# Selected text

This wind needs to stop !! Did yesterday evening but needs to for a morning.

Good luck all, headed behind cabin with the bow


----------



## snortwheeze (Jul 31, 2012)

dewy6068 said:


> Still no power at our camp in Arenac county. Generator working overtime the past few days....
> 
> Thanks to virtual schooling, my 8 yr old son is heading back to the blind with me again today. Looking for a big doe or a buck. Hope they cooperate today!!
> 
> ...


Hope the boy knocks one down


----------



## Dynrat (Jun 13, 2003)

Jimbos said:


> Are you up hunting off of Pleasentview RD?
> It's been a tough first two days but things can change in a heartbeat.


Nope. We’re off Bartz


Sent from my iPhone using Tapatalk


----------



## old graybeard (Jan 19, 2006)

Back at it. Think I'll take a kite with me for the slow periods. This wind is getting old. Good luck all!


----------



## DEDGOOSE (Jan 19, 2007)

old graybeard said:


> Back at it. Think I'll take a kite with me for the slow periods. This wind is getting old. Good luck all!


Seriously, thought it would be dead calm. Winds actually good for me


----------



## Boardman Brookies (Dec 20, 2007)

Tomorrow is looking like the day of the week for low winds, morning at least. But I’m headed out now.


Sent from my iPhone using Michigan Sportsman


----------



## Gone Coastal (Apr 28, 2003)

Good luck you guys. I’m done with two decent bucks this year but really miss the hunting. 
I’m planning on some coyote hunting just to keep up on the marksmanship skills.


----------



## pgpn123 (May 9, 2016)

Last day off, 2 1/2 wks, poof. Gun has been slow, not many shots heard. Maybe it'll change today!


----------



## Milosh (Dec 28, 2018)

Already saw a doe and 2 yearlings. They were bedded down about 30 yds from my outdoor wood burner. They never got up while I was feeding the beast. I’m heading out now, good luck everyone.


----------



## Big Tuna (Mar 29, 2017)

I'm up and still sucking air. Going to wait and slip back into the woods at 9:30 and sit til 1 or 2 . Pick a spot.


----------



## edenwildlife (Jul 29, 2011)

Arrived at work this morning promptly at 5am. I was told no production work today due to a computer malfunction. I was heartbroken upon hearing the news
I guess I will go hunting


----------



## birdshooter (Jan 7, 2006)

Thunder snow in Hillsdale this wind is bs


----------



## On Target (Jun 10, 2007)

Ready to walk in in Ohio. 1 guy at camp got a nice wide 12 pt yesterday. I have to walk in at Grey light and follow a ribbon trail. Outfitter is strongly against flash lights. At 2 he wants me to move to an old broken down barn they call the barn blind. A couple good ones shot out of it last year.


----------



## dewy6068 (Jan 5, 2010)

snortwheeze said:


> Hope the boy knocks one down


Thanks! He’s hunted hard with 2 all day sits already. He decided to pass on several big doe on opening day hoping a buck was following but it hasn’t worked out yet. Was going to shoot a doe yesterday but the were either too early, to late, or too far away. Hoping today is the day!


Sent from my iPhone using Michigan Sportsman


----------



## lizajane (Jul 31, 2008)

# Source data
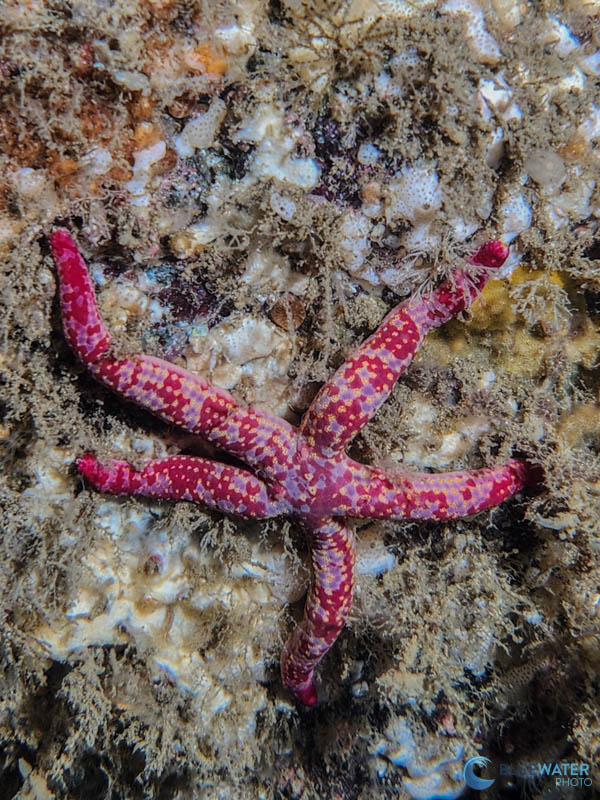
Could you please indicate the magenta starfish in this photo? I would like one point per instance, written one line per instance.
(303, 471)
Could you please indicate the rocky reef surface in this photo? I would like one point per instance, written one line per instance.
(255, 184)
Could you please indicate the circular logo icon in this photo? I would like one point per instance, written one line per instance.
(472, 780)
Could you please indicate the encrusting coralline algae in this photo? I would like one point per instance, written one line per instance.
(255, 185)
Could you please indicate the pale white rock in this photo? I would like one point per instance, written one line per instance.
(368, 154)
(415, 196)
(267, 272)
(282, 205)
(483, 43)
(138, 186)
(355, 243)
(275, 143)
(199, 133)
(434, 767)
(515, 215)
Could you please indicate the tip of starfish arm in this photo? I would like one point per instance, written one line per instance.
(491, 254)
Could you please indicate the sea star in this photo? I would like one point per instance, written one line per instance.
(302, 471)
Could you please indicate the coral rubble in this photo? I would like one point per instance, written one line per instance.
(255, 184)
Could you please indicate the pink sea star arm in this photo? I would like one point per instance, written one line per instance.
(327, 606)
(347, 402)
(171, 392)
(449, 495)
(214, 485)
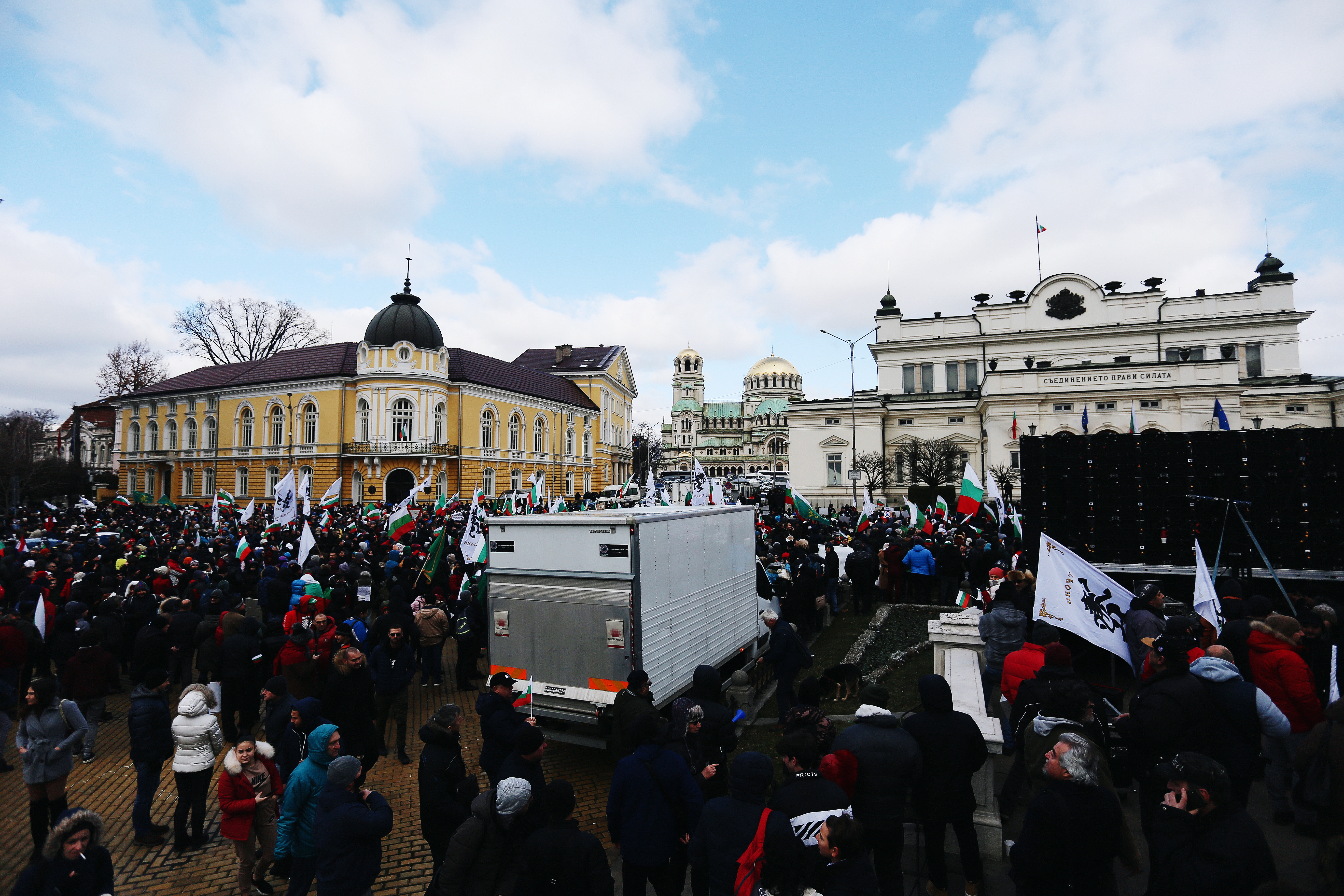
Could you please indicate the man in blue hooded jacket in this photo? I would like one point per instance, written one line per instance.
(296, 845)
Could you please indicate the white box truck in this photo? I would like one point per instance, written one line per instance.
(577, 601)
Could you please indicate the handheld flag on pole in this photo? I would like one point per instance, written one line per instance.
(331, 498)
(972, 493)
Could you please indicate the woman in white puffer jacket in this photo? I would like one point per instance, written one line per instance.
(199, 741)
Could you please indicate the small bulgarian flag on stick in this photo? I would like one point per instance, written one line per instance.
(972, 493)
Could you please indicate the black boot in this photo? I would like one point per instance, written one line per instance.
(57, 808)
(38, 821)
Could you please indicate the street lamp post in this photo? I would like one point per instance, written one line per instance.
(854, 425)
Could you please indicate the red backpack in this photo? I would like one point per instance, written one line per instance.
(752, 862)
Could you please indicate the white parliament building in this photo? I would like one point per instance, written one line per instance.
(1048, 355)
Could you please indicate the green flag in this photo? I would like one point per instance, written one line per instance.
(436, 554)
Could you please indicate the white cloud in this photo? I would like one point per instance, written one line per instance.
(65, 309)
(323, 127)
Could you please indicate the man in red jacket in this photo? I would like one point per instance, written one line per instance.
(1026, 663)
(1283, 673)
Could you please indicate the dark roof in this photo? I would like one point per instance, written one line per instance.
(515, 378)
(336, 359)
(339, 359)
(585, 358)
(404, 320)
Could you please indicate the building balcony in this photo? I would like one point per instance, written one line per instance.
(421, 448)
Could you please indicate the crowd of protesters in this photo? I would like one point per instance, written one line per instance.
(296, 671)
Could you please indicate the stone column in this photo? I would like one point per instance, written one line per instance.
(960, 658)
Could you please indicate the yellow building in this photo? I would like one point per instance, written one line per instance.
(384, 414)
(604, 374)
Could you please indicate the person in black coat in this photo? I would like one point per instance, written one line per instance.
(1205, 843)
(718, 734)
(349, 702)
(889, 765)
(953, 750)
(445, 789)
(729, 824)
(526, 762)
(806, 798)
(153, 649)
(499, 725)
(240, 668)
(862, 569)
(560, 858)
(1070, 835)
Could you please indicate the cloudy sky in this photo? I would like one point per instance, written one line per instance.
(726, 175)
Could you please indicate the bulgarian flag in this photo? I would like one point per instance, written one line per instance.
(401, 523)
(869, 511)
(919, 520)
(972, 493)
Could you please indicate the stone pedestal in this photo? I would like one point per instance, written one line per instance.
(960, 659)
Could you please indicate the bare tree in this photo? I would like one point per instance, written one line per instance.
(932, 461)
(877, 469)
(651, 449)
(245, 330)
(131, 369)
(1005, 477)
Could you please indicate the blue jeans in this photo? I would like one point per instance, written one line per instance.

# Instructions for the task
In the hunting thread, why was there no production work for edenwildlife that day? Please rely on the hunting thread alone, not the rows.

# Exercise response
A computer malfunction.